#### Provided records:
##############################

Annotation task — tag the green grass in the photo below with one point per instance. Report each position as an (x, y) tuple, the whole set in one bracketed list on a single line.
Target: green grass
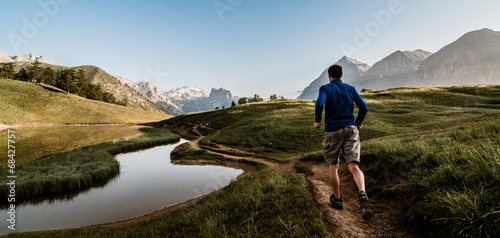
[(184, 152), (78, 169), (435, 146), (23, 103), (35, 142), (267, 203), (274, 130)]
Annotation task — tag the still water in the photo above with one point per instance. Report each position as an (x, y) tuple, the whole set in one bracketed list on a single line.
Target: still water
[(147, 182)]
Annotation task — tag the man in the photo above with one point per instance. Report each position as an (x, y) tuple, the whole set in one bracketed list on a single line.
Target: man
[(341, 133)]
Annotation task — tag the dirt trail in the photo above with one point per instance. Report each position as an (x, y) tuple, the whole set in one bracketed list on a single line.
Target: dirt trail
[(342, 223)]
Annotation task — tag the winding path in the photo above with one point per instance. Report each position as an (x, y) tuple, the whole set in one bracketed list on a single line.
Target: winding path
[(345, 223)]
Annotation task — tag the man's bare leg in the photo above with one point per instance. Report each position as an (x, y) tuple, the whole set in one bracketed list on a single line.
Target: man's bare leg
[(358, 176), (334, 179)]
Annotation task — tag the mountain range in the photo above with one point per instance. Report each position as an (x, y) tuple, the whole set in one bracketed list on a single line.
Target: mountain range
[(183, 100), (472, 59)]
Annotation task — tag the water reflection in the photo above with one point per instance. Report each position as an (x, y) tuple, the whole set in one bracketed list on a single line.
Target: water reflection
[(147, 182)]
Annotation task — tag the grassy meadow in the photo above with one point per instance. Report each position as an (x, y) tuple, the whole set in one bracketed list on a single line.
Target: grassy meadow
[(23, 103), (434, 148)]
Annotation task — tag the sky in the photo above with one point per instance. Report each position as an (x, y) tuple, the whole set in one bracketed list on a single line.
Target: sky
[(249, 47)]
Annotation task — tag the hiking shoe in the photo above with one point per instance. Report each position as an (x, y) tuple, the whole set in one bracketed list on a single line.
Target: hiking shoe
[(336, 203), (366, 211)]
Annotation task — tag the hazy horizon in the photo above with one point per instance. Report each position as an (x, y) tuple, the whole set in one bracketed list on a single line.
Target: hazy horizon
[(239, 45)]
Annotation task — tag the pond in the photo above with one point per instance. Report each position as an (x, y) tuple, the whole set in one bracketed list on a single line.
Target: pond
[(147, 182)]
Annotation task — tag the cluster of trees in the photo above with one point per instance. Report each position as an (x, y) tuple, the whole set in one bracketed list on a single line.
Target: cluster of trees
[(256, 98), (69, 80)]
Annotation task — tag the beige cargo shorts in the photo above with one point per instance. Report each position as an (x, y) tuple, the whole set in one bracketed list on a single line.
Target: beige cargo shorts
[(345, 139)]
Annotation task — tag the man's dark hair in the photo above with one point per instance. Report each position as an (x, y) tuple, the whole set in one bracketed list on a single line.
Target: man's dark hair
[(335, 71)]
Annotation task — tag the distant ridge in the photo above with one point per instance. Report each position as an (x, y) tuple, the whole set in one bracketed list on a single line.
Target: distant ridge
[(474, 58), (6, 58)]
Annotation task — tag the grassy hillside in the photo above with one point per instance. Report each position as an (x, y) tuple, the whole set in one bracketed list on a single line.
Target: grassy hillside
[(435, 149), (38, 142), (109, 84), (23, 103), (435, 146), (121, 91)]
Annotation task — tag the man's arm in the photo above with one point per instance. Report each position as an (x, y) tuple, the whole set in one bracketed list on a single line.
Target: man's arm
[(319, 107), (363, 108)]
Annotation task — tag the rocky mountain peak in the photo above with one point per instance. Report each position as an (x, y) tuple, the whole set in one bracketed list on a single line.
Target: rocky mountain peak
[(220, 94), (5, 58), (186, 93)]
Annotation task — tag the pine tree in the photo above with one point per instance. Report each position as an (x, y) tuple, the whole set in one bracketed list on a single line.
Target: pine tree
[(8, 71), (242, 101), (34, 72)]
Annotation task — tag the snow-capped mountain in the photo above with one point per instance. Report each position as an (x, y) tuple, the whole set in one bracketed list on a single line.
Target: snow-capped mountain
[(193, 99), (185, 93), (156, 95), (353, 71), (6, 58)]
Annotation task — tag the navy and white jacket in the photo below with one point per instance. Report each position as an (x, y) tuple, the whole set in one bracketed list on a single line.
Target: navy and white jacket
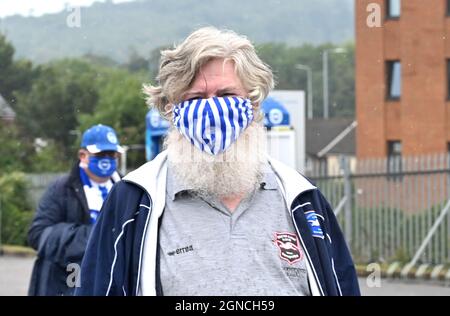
[(112, 264)]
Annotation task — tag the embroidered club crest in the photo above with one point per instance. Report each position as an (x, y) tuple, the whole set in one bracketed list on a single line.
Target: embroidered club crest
[(288, 247)]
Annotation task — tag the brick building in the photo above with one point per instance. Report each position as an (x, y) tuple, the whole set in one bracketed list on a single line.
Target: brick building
[(402, 78)]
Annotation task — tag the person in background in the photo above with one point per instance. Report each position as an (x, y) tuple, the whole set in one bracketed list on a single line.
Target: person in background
[(213, 214), (67, 211)]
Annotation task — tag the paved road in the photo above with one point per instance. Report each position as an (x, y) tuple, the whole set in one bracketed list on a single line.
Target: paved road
[(15, 274)]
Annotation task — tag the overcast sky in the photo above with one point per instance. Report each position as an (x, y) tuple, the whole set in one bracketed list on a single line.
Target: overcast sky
[(39, 7)]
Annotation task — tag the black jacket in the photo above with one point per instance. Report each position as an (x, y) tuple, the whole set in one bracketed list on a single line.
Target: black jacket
[(59, 232)]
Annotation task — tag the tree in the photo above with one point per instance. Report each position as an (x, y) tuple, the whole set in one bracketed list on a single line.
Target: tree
[(283, 58)]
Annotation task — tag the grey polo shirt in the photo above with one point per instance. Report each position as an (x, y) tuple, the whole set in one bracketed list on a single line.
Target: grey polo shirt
[(206, 250)]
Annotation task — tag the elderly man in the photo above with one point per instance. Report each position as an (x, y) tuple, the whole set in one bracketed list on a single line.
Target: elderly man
[(68, 210), (213, 215)]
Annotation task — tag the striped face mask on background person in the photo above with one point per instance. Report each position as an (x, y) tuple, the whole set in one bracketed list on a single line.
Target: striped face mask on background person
[(213, 125)]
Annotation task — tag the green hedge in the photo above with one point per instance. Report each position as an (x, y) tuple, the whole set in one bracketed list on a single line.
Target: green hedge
[(15, 210)]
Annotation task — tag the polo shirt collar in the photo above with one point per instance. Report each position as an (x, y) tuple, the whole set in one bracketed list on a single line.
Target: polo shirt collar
[(268, 182)]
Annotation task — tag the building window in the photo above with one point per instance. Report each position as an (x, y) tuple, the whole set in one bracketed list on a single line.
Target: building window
[(394, 161), (394, 80), (393, 9)]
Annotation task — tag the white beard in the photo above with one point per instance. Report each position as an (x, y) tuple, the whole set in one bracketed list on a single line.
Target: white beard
[(236, 172)]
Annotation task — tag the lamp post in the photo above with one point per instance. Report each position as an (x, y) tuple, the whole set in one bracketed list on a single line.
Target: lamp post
[(325, 78), (310, 89)]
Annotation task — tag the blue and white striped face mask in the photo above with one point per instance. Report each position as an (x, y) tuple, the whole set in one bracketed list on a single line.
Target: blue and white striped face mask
[(213, 124)]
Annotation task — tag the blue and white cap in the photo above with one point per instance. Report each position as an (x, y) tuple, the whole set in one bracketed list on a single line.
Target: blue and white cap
[(100, 138)]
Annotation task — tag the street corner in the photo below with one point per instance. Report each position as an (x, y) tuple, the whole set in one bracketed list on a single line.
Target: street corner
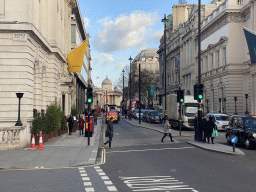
[(217, 147)]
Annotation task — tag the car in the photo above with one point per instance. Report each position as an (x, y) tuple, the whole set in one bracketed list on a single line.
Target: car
[(118, 112), (154, 117), (113, 114), (136, 113), (244, 127), (221, 120)]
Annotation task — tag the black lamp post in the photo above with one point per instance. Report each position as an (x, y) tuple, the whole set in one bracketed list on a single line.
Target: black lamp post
[(224, 108), (123, 89), (220, 105), (139, 95), (246, 97), (18, 123), (165, 20), (235, 98), (130, 106)]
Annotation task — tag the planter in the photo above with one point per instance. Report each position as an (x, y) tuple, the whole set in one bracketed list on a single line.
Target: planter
[(55, 133), (59, 132), (45, 137)]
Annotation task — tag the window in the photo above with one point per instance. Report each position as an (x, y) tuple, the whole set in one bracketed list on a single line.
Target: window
[(73, 33)]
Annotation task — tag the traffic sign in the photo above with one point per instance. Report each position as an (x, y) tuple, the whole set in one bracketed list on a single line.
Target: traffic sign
[(234, 139)]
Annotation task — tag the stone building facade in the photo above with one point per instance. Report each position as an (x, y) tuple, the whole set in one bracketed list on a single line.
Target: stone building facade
[(225, 64), (35, 40), (106, 95)]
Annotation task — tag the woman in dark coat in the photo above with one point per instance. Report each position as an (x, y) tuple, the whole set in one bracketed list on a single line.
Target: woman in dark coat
[(70, 123), (110, 127), (209, 128)]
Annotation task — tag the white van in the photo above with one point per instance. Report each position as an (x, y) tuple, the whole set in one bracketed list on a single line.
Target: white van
[(221, 120)]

##############################

#### What the task requires:
Render the data above as a numbered list, starting at the line that contains "Annotation task — tag the black jacket" and ending at the line that contains "[(394, 161), (394, 80), (393, 9)]", with both of those lines included and any blank lines left out.

#### Full response:
1. Annotation task — tag the black jacket in the photo above with one point per instance. Report each position as an (x, y) tuple, the whole set in one bracketed list on a single line.
2. Target: black jacket
3. [(59, 232)]
4. Annotation task — tag the tree in the photo above with one point per instance. Report each position as an (x, y) tuple, the whole set in one bracketed list on a single line.
5. Target: tree
6. [(283, 58)]
7. Annotation task — tag the grey polo shirt in the photo above with one point per instance. Report each position as an (x, y) tuple, the whole set in one bracketed list on a single line.
8. Target: grey polo shirt
9. [(206, 250)]
10. Annotation task — tag the elderly man in the photo above with one point per instance. Report each position as an (x, y) tuple, the whole set in one bracketed list on a single line.
11. Target: elderly man
12. [(68, 210), (213, 215)]
13. Annotation task — tag the striped face mask on background person in the photo above with one point per instance. Report each position as an (x, y) tuple, the whole set in one bracketed list on a single line.
14. Target: striped face mask on background person
15. [(213, 125)]
16. Annotation task — tag the green hedge in the photo above with one point per instance. Report each position as an (x, y) tuple, the whole set in one bracketed list on a single line.
17. Target: green hedge
18. [(15, 210)]
19. Annotation task — tag the polo shirt collar in the photo above with one point per instance. Report each position as an (x, y) tuple, the whole set in one bracketed list on a single line.
20. Target: polo shirt collar
21. [(268, 182)]
22. Annotation task — tag the building window in the photo above with one point per instance. Report each position as an (x, y) tuple, the whole set in one bracketed list on a single line.
23. Target: building window
24. [(394, 161), (394, 80), (393, 9)]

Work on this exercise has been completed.